(Problem requirements):
Take the data from its first line. Print each line exactly until the line containing "Target: standing man" has been printed too.

(Task material):
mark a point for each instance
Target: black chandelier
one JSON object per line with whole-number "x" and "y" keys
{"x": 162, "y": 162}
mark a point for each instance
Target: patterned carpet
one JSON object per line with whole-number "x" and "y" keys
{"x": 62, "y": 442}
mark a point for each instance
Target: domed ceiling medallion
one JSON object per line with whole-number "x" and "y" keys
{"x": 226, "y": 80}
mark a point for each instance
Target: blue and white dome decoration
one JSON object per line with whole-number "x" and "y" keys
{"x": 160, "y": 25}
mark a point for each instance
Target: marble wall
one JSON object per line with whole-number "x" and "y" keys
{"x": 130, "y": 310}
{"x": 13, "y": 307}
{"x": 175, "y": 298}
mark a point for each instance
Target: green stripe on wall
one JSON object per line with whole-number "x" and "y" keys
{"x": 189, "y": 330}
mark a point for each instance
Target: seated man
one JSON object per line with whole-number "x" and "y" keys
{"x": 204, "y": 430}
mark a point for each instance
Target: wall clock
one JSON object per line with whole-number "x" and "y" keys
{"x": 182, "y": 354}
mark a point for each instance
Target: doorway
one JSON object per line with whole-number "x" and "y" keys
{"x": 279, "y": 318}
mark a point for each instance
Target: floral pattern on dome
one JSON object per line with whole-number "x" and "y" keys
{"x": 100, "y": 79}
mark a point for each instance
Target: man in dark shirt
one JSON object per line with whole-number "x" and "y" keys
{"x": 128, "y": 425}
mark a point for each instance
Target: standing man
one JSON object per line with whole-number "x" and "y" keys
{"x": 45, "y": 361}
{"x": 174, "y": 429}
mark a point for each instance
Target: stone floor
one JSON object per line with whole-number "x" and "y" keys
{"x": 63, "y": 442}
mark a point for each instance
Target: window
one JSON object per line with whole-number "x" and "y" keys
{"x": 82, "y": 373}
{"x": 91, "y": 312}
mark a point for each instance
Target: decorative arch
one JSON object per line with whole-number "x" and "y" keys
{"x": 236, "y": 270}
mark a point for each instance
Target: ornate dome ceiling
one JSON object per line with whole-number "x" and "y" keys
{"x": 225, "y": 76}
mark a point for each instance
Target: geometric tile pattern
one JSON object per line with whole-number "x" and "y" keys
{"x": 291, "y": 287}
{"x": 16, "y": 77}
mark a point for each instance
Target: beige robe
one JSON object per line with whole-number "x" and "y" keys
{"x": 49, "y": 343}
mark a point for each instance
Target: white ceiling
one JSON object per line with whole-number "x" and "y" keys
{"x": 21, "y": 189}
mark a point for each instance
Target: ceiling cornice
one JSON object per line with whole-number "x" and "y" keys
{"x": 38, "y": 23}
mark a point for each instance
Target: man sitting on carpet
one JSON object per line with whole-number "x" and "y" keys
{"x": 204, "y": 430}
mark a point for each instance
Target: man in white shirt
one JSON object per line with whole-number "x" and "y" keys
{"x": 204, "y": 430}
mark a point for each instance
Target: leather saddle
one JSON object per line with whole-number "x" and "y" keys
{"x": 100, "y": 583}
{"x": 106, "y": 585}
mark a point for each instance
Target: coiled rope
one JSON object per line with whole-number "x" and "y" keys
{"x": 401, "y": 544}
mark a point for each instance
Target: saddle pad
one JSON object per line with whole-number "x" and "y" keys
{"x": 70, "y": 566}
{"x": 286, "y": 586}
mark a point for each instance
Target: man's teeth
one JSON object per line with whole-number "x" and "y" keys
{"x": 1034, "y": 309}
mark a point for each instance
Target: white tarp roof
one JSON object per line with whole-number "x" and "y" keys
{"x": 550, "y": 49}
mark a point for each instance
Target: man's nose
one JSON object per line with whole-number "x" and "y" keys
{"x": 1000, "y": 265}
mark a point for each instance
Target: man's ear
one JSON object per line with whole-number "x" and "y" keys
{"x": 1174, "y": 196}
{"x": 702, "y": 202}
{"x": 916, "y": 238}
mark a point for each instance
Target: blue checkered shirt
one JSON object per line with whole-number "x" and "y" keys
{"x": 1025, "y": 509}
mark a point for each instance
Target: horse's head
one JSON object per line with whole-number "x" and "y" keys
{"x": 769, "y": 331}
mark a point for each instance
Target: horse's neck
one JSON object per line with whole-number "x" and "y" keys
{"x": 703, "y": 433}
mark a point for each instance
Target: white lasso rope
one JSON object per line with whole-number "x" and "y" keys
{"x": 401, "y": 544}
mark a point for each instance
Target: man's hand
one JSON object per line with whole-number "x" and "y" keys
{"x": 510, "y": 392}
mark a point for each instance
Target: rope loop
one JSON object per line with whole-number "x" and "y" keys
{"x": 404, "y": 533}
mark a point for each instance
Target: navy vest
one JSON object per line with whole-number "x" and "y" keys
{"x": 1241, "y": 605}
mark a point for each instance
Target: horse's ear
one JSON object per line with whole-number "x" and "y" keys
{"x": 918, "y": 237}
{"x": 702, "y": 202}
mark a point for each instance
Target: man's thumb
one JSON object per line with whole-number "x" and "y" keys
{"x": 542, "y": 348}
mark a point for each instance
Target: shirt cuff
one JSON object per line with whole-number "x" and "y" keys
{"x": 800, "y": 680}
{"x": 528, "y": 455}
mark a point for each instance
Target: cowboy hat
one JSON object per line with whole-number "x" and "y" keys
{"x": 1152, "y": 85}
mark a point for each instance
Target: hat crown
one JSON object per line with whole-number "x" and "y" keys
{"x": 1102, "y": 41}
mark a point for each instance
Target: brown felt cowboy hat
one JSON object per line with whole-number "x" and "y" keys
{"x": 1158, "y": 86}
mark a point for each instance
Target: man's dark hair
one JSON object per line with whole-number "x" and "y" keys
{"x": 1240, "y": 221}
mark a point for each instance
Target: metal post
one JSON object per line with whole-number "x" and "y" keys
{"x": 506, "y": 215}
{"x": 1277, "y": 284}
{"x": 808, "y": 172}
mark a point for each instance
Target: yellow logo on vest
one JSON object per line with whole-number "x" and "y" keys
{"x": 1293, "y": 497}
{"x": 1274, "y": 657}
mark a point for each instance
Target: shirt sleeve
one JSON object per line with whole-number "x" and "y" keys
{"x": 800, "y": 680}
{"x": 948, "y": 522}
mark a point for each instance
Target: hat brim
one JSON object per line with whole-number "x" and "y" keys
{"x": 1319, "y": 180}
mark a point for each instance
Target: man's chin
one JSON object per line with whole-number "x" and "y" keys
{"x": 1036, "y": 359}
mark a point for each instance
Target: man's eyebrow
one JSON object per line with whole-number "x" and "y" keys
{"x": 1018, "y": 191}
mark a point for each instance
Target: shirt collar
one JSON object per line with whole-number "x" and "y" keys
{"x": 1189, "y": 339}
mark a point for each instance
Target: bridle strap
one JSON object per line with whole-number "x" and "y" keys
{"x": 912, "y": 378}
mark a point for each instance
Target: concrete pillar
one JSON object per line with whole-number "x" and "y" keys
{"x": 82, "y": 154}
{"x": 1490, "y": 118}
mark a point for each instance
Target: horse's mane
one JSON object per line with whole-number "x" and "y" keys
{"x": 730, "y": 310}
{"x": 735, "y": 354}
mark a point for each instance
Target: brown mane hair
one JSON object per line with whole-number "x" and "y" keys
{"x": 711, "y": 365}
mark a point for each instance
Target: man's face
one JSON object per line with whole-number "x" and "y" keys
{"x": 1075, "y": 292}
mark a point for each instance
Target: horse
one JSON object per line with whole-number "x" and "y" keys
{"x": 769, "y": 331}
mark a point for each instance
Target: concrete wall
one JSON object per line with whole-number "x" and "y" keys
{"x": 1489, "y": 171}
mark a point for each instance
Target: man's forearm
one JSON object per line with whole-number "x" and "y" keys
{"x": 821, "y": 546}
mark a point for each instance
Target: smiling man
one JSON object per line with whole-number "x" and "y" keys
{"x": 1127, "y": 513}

(Output of the exercise):
mark a point for each instance
Target: black chandelier
one JSON object per line with whole-number "x" and "y" keys
{"x": 162, "y": 162}
mark a point for each instance
Target: patterned carpet
one JSON object per line with whole-number "x" and "y" keys
{"x": 62, "y": 442}
mark a point for each instance
Target: domed ceiling medallion
one JSON object per line with whole-number "x" and "y" keys
{"x": 226, "y": 80}
mark a point for each instance
Target: blue and white dome decoration
one JSON object per line with whole-number "x" and "y" keys
{"x": 160, "y": 25}
mark a point for each instance
Target: marble wall
one JSON object per line with whole-number "x" and "y" keys
{"x": 130, "y": 310}
{"x": 13, "y": 307}
{"x": 175, "y": 298}
mark a point for each instance
Target: green stripe on wall
one JSON object per line with whole-number "x" and "y" keys
{"x": 189, "y": 330}
mark a point for each instance
Target: seated man
one JSON object per line with whole-number "x" and "y" keys
{"x": 204, "y": 430}
mark a point for each instance
Target: wall clock
one JSON object per line with whole-number "x" and "y" keys
{"x": 182, "y": 354}
mark a point for each instance
Target: doorway
one JSON object per line with whole-number "x" and "y" keys
{"x": 279, "y": 318}
mark a point for each instance
Target: floral pattern on dome
one JSON object per line with whole-number "x" and "y" keys
{"x": 100, "y": 79}
mark a point for each instance
Target: man in dark shirt
one JSON object per line with whole-number "x" and "y" keys
{"x": 128, "y": 425}
mark a point for each instance
Target: standing man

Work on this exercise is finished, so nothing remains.